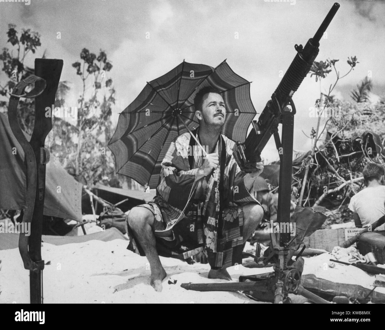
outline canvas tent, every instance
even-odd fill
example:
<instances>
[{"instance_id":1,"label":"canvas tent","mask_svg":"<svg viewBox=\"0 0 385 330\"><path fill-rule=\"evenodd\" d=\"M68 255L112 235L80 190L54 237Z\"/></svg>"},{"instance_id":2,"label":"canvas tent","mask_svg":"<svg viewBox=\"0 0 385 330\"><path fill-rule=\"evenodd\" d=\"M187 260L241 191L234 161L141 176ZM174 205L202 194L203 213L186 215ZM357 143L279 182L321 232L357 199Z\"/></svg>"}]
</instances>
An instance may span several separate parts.
<instances>
[{"instance_id":1,"label":"canvas tent","mask_svg":"<svg viewBox=\"0 0 385 330\"><path fill-rule=\"evenodd\" d=\"M25 206L24 159L6 114L0 113L0 208L20 210ZM51 157L47 166L44 214L81 221L82 186Z\"/></svg>"}]
</instances>

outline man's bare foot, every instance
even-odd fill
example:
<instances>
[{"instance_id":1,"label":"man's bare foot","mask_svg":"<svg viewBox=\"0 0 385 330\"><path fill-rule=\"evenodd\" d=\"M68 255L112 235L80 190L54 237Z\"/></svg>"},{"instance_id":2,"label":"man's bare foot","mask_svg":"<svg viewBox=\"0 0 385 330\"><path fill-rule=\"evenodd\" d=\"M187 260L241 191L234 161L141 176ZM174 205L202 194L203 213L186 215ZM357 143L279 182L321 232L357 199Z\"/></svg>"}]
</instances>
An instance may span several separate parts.
<instances>
[{"instance_id":1,"label":"man's bare foot","mask_svg":"<svg viewBox=\"0 0 385 330\"><path fill-rule=\"evenodd\" d=\"M207 277L209 278L220 278L221 280L227 280L228 281L231 281L232 279L225 268L210 269Z\"/></svg>"},{"instance_id":2,"label":"man's bare foot","mask_svg":"<svg viewBox=\"0 0 385 330\"><path fill-rule=\"evenodd\" d=\"M161 292L163 286L162 285L162 281L167 276L166 271L162 267L162 269L159 271L156 272L151 272L151 280L150 281L150 284L151 286L155 289L155 291L157 292Z\"/></svg>"}]
</instances>

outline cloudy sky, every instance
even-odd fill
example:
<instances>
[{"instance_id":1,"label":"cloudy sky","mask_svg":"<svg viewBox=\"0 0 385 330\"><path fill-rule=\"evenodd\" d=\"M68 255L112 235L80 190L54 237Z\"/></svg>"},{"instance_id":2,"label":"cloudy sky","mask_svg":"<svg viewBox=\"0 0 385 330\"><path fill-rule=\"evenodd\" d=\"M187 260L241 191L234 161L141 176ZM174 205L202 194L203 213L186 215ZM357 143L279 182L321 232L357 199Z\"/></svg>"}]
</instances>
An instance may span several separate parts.
<instances>
[{"instance_id":1,"label":"cloudy sky","mask_svg":"<svg viewBox=\"0 0 385 330\"><path fill-rule=\"evenodd\" d=\"M134 100L146 81L184 59L213 67L227 59L235 72L253 82L252 99L260 112L280 81L280 70L285 72L294 58L295 44L304 45L313 36L334 2L30 0L29 5L0 2L0 45L6 45L9 23L16 24L17 29L38 32L42 46L38 56L45 51L48 58L64 60L61 79L71 83L68 106L77 105L81 90L72 64L79 60L84 47L95 53L105 50L113 65L110 73L117 91L115 123L117 113ZM374 93L383 95L385 1L339 2L341 7L327 30L327 37L321 39L316 60L340 59L338 69L343 74L349 68L348 57L358 57L360 63L355 69L336 87L335 94L340 98L348 99L350 92L368 70ZM58 32L61 39L57 38ZM334 78L331 75L321 88L326 90ZM319 97L320 89L309 75L294 95L297 150L310 148L302 131L308 133L316 124L316 119L309 117L309 109ZM268 145L269 148L273 146ZM265 157L274 160L273 156Z\"/></svg>"}]
</instances>

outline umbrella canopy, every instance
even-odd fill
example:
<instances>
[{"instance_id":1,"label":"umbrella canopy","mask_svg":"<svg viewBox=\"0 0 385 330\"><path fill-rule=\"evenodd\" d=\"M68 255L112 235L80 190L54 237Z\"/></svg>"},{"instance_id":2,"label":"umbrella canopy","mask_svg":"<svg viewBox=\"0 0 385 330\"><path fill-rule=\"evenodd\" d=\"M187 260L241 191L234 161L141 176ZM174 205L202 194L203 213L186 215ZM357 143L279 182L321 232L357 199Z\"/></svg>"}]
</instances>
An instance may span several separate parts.
<instances>
[{"instance_id":1,"label":"umbrella canopy","mask_svg":"<svg viewBox=\"0 0 385 330\"><path fill-rule=\"evenodd\" d=\"M256 112L250 97L250 82L235 73L226 60L214 68L183 61L164 75L147 82L120 114L108 147L117 173L155 188L161 164L172 140L199 126L194 98L211 86L222 92L227 114L222 134L244 142Z\"/></svg>"}]
</instances>

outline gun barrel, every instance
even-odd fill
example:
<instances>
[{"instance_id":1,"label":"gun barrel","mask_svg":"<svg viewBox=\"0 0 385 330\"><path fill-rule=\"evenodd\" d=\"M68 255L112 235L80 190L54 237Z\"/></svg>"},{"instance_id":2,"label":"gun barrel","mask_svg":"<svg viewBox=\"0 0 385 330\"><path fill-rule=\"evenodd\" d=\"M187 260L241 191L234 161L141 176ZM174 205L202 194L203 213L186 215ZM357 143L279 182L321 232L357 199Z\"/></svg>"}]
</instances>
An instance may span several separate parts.
<instances>
[{"instance_id":1,"label":"gun barrel","mask_svg":"<svg viewBox=\"0 0 385 330\"><path fill-rule=\"evenodd\" d=\"M330 23L330 22L331 22L331 20L333 19L333 17L334 17L334 15L336 14L336 13L337 12L337 11L339 8L340 4L338 2L335 2L329 11L329 12L326 15L326 17L325 17L323 22L322 22L321 26L317 30L315 34L313 37L313 44L314 45L316 45L316 44L319 44L321 38L323 35L325 31L326 31L326 29L328 28L328 27L329 26L329 25Z\"/></svg>"}]
</instances>

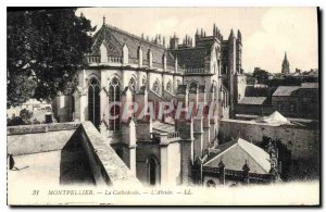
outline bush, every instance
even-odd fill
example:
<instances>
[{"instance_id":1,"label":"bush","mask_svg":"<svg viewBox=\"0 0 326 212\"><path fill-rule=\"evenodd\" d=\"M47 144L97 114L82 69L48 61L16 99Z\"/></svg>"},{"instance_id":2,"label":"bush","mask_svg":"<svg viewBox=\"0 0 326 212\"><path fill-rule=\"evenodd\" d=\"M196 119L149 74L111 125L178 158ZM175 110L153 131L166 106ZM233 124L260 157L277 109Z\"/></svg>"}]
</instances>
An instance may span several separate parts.
<instances>
[{"instance_id":1,"label":"bush","mask_svg":"<svg viewBox=\"0 0 326 212\"><path fill-rule=\"evenodd\" d=\"M32 116L33 112L28 111L27 109L23 109L20 112L20 117L22 117L24 121L30 120Z\"/></svg>"},{"instance_id":2,"label":"bush","mask_svg":"<svg viewBox=\"0 0 326 212\"><path fill-rule=\"evenodd\" d=\"M13 119L8 119L7 125L8 126L16 126L16 125L24 125L25 122L20 116L14 116Z\"/></svg>"}]
</instances>

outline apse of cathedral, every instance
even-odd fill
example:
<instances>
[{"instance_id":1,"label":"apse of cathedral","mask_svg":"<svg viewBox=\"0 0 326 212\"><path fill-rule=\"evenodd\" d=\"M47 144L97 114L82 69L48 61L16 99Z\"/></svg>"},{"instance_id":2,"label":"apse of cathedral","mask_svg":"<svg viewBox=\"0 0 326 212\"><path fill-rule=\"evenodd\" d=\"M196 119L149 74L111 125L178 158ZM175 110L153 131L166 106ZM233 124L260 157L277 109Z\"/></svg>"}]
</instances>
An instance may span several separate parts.
<instances>
[{"instance_id":1,"label":"apse of cathedral","mask_svg":"<svg viewBox=\"0 0 326 212\"><path fill-rule=\"evenodd\" d=\"M59 113L61 121L90 121L131 172L148 185L188 184L192 167L217 139L218 121L233 117L244 96L241 68L242 36L230 30L224 38L197 29L193 36L138 37L103 18L92 37L88 66L78 72L72 109ZM131 114L124 105L137 103ZM158 115L162 102L180 104L188 119L177 113ZM213 115L193 119L185 105L199 104ZM151 111L156 115L151 115ZM211 113L211 112L210 112ZM142 114L142 115L140 115ZM109 119L114 117L114 119Z\"/></svg>"}]
</instances>

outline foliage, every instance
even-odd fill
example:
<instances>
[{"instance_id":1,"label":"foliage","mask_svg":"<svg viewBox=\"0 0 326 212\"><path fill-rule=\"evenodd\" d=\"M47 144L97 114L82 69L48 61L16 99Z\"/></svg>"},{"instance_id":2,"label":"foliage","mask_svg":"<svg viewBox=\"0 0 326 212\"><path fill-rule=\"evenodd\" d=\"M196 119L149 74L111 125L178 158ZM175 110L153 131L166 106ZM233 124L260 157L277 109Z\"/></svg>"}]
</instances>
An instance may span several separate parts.
<instances>
[{"instance_id":1,"label":"foliage","mask_svg":"<svg viewBox=\"0 0 326 212\"><path fill-rule=\"evenodd\" d=\"M90 21L76 9L8 12L8 107L72 90L91 45Z\"/></svg>"},{"instance_id":2,"label":"foliage","mask_svg":"<svg viewBox=\"0 0 326 212\"><path fill-rule=\"evenodd\" d=\"M23 109L20 112L20 117L22 117L24 121L30 120L33 116L33 112L28 111L27 109Z\"/></svg>"},{"instance_id":3,"label":"foliage","mask_svg":"<svg viewBox=\"0 0 326 212\"><path fill-rule=\"evenodd\" d=\"M284 180L288 180L290 177L290 166L291 166L291 150L288 149L286 145L284 145L280 140L273 140L269 137L264 136L262 142L259 144L259 147L268 151L269 141L276 145L278 151L278 162L281 164L280 170L280 178Z\"/></svg>"},{"instance_id":4,"label":"foliage","mask_svg":"<svg viewBox=\"0 0 326 212\"><path fill-rule=\"evenodd\" d=\"M252 76L258 80L259 84L265 84L268 80L268 72L255 68Z\"/></svg>"}]
</instances>

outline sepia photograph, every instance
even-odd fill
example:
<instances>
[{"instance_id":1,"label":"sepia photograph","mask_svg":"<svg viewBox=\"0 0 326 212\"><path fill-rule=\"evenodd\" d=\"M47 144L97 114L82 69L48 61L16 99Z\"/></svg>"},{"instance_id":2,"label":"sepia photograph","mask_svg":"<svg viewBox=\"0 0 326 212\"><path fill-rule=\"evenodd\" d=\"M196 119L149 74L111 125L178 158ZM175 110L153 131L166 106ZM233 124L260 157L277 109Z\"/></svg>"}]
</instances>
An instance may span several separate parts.
<instances>
[{"instance_id":1,"label":"sepia photograph","mask_svg":"<svg viewBox=\"0 0 326 212\"><path fill-rule=\"evenodd\" d=\"M8 205L319 205L319 18L7 8Z\"/></svg>"}]
</instances>

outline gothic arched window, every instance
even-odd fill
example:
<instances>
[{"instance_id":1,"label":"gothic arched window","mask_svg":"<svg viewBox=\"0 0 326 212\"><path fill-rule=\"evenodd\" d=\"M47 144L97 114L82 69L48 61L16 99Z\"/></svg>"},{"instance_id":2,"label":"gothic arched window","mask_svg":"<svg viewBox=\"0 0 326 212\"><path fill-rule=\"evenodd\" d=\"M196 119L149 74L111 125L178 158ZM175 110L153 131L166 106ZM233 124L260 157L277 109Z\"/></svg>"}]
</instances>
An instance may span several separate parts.
<instances>
[{"instance_id":1,"label":"gothic arched window","mask_svg":"<svg viewBox=\"0 0 326 212\"><path fill-rule=\"evenodd\" d=\"M216 184L213 179L206 182L206 187L216 187Z\"/></svg>"},{"instance_id":2,"label":"gothic arched window","mask_svg":"<svg viewBox=\"0 0 326 212\"><path fill-rule=\"evenodd\" d=\"M109 84L109 102L110 103L120 102L120 82L117 77L112 78ZM117 104L114 104L113 107L110 108L110 116L111 119L109 120L109 129L118 130L120 129L120 107Z\"/></svg>"},{"instance_id":3,"label":"gothic arched window","mask_svg":"<svg viewBox=\"0 0 326 212\"><path fill-rule=\"evenodd\" d=\"M88 120L98 128L100 119L100 83L92 77L88 86Z\"/></svg>"},{"instance_id":4,"label":"gothic arched window","mask_svg":"<svg viewBox=\"0 0 326 212\"><path fill-rule=\"evenodd\" d=\"M167 84L166 84L166 90L168 92L172 92L172 83L171 83L171 80L168 80Z\"/></svg>"},{"instance_id":5,"label":"gothic arched window","mask_svg":"<svg viewBox=\"0 0 326 212\"><path fill-rule=\"evenodd\" d=\"M147 169L148 169L148 184L149 185L156 185L159 183L159 163L155 157L150 155L147 159Z\"/></svg>"},{"instance_id":6,"label":"gothic arched window","mask_svg":"<svg viewBox=\"0 0 326 212\"><path fill-rule=\"evenodd\" d=\"M130 78L128 86L134 95L136 91L136 79L134 77Z\"/></svg>"}]
</instances>

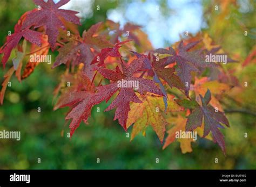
○ ○ ○ ○ ○ ○ ○
Collect every line of the records above that contains the string "cloudy", and copy each one unchanged.

outline cloudy sky, every instance
[{"instance_id":1,"label":"cloudy sky","mask_svg":"<svg viewBox=\"0 0 385 330\"><path fill-rule=\"evenodd\" d=\"M68 255L112 235L80 190L54 237Z\"/></svg>"},{"instance_id":2,"label":"cloudy sky","mask_svg":"<svg viewBox=\"0 0 385 330\"><path fill-rule=\"evenodd\" d=\"M187 260L241 191L234 161L141 176ZM174 205L202 194L203 213L186 215ZM357 143L279 182L321 232L357 199Z\"/></svg>"}]
[{"instance_id":1,"label":"cloudy sky","mask_svg":"<svg viewBox=\"0 0 385 330\"><path fill-rule=\"evenodd\" d=\"M134 100L146 81L184 59L213 67L227 59L235 72L253 82L252 99L260 112L280 81L280 70L285 72L294 58L295 44L304 45L313 36L334 2L30 0L29 5L0 2L0 45L6 45L9 23L16 24L17 29L38 32L42 46L38 56L45 51L48 58L64 60L61 79L71 83L68 106L77 105L81 90L72 64L79 60L84 47L95 53L105 50L113 65L110 73L117 91L115 123L117 113ZM374 93L383 95L385 1L339 2L341 7L327 30L327 37L321 39L316 60L340 59L338 69L343 74L349 68L348 57L358 57L360 63L355 69L336 87L335 94L340 98L348 99L350 92L368 70ZM58 32L61 39L57 38ZM334 78L331 75L321 88L326 90ZM319 97L320 89L309 75L294 95L297 150L310 148L302 131L308 133L316 124L316 119L309 117L309 109ZM268 145L269 148L273 146ZM265 157L274 160L273 156Z\"/></svg>"}]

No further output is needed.